* _TASK TO CARRY OUT_
Rewrite everything from the line containing "For every instance of the white cloud, mark" down to the line containing "[[360, 300], [273, 62]]" as a JSON list of strings, with one string per line and blank lines omitted.

* _GIVEN RECORDS_
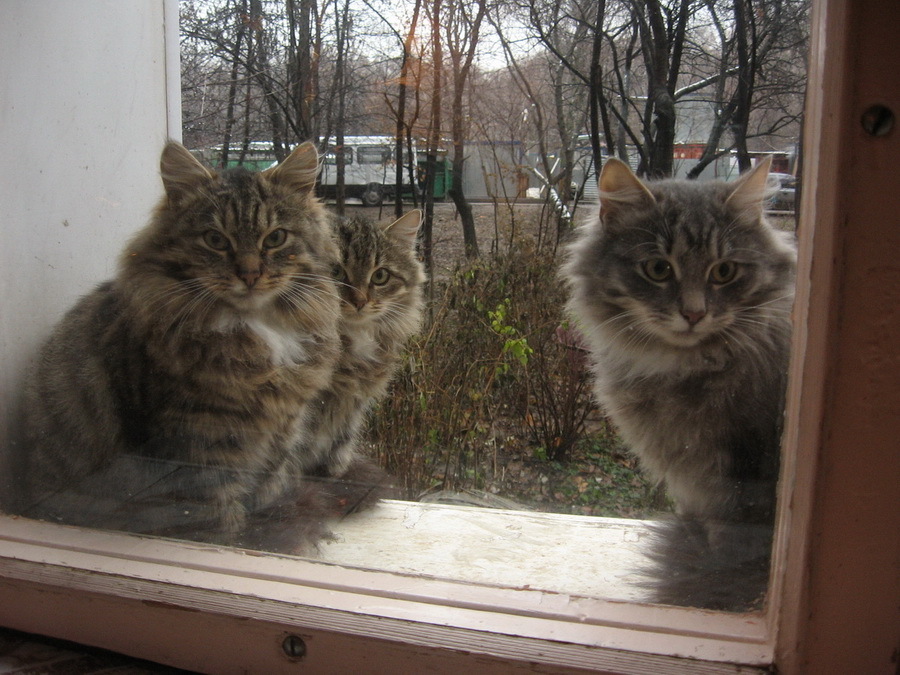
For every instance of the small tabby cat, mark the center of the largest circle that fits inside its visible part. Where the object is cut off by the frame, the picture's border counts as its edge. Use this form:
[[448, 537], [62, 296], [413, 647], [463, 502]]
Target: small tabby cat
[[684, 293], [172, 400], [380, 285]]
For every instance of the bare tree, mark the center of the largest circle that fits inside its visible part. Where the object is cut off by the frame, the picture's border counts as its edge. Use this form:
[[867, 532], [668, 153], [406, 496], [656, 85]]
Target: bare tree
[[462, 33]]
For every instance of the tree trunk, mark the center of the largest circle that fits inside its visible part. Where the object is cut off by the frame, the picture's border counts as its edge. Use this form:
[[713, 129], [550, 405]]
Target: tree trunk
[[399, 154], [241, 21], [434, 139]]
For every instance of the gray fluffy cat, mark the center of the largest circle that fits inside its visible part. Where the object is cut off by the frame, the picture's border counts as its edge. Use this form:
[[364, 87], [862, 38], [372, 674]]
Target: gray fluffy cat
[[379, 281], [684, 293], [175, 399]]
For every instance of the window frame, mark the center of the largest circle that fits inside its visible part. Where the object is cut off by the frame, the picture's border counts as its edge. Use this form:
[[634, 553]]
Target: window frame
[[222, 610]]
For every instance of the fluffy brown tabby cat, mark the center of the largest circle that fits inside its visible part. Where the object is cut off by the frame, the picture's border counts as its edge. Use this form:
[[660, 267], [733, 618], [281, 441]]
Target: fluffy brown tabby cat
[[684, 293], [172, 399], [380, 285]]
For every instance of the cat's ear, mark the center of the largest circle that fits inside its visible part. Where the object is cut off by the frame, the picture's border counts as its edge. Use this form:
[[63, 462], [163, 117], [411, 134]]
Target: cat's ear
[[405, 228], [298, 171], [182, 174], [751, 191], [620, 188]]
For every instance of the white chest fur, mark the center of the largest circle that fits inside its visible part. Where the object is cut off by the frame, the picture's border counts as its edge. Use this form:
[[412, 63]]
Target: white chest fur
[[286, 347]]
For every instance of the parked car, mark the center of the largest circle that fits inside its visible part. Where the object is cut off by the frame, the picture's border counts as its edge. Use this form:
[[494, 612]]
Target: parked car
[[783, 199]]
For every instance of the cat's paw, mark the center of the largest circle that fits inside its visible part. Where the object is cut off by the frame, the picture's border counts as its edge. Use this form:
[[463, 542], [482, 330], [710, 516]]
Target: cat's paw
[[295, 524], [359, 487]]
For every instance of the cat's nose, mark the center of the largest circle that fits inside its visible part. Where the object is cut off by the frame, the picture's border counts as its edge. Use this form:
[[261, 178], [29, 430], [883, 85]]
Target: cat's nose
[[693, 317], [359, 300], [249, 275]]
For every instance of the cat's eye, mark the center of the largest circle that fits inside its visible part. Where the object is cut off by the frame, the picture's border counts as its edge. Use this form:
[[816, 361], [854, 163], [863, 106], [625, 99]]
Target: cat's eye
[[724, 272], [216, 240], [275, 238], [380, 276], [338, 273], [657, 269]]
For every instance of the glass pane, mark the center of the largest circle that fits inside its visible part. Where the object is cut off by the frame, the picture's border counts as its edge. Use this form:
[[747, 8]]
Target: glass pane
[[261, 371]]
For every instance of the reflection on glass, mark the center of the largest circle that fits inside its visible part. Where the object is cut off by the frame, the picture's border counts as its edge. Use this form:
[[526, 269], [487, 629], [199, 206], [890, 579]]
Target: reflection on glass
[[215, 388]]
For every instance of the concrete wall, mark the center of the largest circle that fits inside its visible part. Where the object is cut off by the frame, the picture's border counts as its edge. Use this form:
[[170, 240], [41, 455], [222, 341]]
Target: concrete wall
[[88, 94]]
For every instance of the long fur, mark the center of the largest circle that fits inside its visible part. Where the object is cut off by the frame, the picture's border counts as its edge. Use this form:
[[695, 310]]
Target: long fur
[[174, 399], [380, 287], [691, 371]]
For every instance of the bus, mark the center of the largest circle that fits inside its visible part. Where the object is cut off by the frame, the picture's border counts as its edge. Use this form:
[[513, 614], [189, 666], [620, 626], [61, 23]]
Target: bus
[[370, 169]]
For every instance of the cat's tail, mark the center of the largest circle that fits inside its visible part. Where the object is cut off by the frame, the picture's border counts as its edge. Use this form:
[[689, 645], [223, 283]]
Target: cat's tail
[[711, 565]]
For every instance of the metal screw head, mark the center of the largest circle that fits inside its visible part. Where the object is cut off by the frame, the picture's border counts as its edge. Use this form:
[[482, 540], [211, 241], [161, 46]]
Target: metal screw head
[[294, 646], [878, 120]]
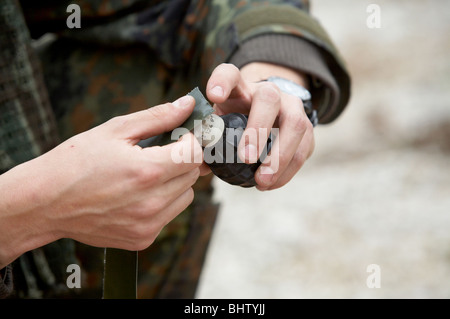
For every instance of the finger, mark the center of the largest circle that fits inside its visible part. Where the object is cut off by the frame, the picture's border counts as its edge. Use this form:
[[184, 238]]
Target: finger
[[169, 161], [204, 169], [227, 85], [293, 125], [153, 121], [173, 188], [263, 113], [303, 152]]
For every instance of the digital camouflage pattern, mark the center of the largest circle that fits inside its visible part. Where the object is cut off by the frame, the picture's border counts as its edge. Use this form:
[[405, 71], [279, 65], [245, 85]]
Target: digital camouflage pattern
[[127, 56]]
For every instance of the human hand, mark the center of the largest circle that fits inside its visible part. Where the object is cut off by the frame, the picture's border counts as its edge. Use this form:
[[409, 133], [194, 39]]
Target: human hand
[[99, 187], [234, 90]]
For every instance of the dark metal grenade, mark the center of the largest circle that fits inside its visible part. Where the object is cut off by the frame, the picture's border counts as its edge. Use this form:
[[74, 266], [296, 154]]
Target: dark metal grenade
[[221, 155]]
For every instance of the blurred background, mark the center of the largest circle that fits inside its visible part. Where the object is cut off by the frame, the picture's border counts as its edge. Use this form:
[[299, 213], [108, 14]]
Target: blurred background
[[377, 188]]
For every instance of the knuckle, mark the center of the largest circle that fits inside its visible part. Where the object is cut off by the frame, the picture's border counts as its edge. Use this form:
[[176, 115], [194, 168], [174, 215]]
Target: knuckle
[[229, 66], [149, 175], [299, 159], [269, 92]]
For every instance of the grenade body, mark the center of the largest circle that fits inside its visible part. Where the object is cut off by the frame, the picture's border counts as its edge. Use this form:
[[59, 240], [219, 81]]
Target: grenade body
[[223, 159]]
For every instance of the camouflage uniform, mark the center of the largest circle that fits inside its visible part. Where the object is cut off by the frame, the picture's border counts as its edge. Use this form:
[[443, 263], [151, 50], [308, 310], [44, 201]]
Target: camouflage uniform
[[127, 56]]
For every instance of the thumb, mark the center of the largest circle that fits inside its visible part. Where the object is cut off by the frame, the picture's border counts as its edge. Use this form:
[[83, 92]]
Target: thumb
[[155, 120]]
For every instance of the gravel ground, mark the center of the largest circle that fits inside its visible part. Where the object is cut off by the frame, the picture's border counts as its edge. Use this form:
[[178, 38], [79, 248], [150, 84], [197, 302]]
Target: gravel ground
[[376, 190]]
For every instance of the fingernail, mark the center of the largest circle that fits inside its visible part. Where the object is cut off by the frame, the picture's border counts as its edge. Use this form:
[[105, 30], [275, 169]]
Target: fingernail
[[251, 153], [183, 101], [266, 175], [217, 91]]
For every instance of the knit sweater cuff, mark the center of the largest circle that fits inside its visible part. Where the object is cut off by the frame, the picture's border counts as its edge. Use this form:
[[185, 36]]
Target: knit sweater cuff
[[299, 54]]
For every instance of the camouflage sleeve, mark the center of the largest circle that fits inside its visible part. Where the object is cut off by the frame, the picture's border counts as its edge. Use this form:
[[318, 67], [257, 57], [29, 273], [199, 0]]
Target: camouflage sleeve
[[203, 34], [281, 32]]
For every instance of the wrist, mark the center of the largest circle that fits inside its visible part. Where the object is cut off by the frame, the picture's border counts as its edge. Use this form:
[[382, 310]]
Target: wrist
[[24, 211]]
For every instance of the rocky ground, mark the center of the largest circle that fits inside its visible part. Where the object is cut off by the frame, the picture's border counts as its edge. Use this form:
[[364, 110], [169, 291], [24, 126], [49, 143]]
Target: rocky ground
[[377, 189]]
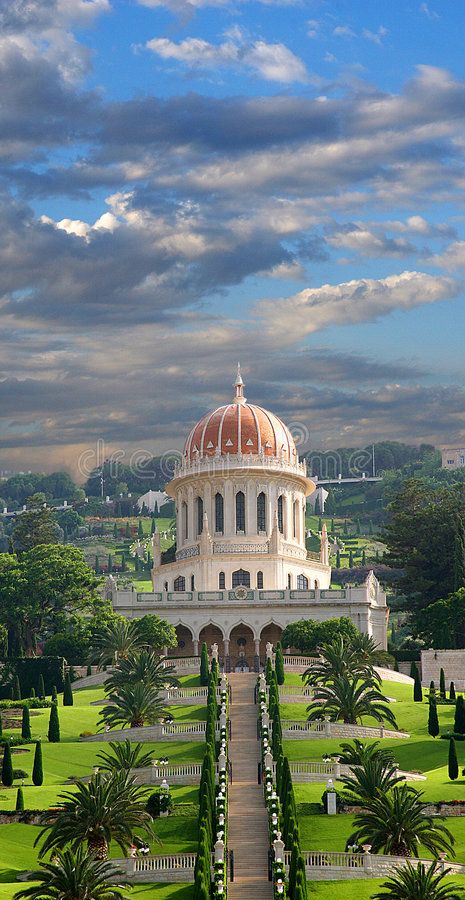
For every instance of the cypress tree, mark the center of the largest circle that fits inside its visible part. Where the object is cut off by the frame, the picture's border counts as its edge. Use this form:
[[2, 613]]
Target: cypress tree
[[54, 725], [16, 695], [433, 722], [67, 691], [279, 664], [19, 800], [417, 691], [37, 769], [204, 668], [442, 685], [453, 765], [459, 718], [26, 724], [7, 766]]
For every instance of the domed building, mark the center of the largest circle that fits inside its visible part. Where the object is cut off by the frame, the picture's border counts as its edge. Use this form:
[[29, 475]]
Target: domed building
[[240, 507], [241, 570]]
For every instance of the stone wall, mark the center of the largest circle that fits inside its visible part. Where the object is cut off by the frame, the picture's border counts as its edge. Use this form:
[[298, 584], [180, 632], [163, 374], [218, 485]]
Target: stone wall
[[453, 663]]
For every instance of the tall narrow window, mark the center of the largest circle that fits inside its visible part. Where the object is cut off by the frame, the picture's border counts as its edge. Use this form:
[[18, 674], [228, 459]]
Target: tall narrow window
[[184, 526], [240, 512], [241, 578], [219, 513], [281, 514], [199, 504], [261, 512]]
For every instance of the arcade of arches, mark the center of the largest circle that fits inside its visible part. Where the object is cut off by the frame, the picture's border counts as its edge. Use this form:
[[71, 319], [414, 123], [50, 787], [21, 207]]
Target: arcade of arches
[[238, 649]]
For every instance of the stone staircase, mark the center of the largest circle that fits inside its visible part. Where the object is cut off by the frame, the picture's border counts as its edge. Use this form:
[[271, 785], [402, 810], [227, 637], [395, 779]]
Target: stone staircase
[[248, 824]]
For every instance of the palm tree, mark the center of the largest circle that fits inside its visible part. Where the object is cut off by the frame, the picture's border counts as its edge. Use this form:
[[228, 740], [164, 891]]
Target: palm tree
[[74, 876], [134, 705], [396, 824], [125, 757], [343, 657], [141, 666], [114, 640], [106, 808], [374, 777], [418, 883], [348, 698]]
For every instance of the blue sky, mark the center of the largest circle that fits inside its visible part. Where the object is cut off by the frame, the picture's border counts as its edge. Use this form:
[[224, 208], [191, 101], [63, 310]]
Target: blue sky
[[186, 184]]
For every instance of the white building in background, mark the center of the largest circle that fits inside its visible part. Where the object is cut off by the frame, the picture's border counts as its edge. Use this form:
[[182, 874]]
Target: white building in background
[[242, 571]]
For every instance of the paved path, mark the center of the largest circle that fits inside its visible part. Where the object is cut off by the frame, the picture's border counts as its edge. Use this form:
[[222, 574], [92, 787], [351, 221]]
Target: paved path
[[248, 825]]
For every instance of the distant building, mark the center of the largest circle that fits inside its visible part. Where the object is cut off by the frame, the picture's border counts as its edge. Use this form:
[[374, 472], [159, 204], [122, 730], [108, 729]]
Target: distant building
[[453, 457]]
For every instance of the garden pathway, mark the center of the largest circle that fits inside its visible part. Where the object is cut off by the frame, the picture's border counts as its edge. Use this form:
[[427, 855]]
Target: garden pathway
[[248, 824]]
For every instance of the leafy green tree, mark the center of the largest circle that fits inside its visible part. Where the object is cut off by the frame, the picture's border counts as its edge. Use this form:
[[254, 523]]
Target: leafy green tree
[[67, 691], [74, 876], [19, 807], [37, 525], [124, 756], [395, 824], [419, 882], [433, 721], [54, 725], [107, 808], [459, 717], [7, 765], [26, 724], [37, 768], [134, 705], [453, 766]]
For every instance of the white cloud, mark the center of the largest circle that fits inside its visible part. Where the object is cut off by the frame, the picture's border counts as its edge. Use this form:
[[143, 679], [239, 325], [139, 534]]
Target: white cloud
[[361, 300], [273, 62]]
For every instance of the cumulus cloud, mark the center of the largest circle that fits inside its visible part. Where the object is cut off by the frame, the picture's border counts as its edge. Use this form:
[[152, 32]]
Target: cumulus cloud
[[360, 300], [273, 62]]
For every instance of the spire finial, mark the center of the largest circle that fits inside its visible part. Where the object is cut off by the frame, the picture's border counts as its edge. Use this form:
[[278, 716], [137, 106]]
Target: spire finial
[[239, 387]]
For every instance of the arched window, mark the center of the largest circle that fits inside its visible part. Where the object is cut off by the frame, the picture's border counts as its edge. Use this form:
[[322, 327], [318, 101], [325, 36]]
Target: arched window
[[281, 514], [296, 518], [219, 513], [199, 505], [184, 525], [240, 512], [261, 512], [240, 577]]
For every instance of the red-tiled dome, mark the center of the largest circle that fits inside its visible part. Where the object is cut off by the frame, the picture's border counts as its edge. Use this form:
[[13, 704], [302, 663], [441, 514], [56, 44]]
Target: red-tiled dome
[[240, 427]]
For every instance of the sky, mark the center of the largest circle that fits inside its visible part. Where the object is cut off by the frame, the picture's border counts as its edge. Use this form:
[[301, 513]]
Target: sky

* _RESULT BELOW_
[
  "For every instance of the white cloud, mark the center of the largest circle that fits inside its visible part. Where the object is cut off by the frame, the picture's border counts as its edge. Use this form:",
  "[[143, 679], [239, 325], [139, 534]]",
  "Target: white cloud",
  "[[361, 300], [273, 62]]",
  "For every instance of the cumulus cloud, mark the center of the largest circle that fits inside its visible part. Where the object is cut off by the frame, the picture's border counts as its edge. Use this form:",
  "[[152, 32]]",
  "Target: cumulus cloud",
  "[[360, 300], [273, 62]]"
]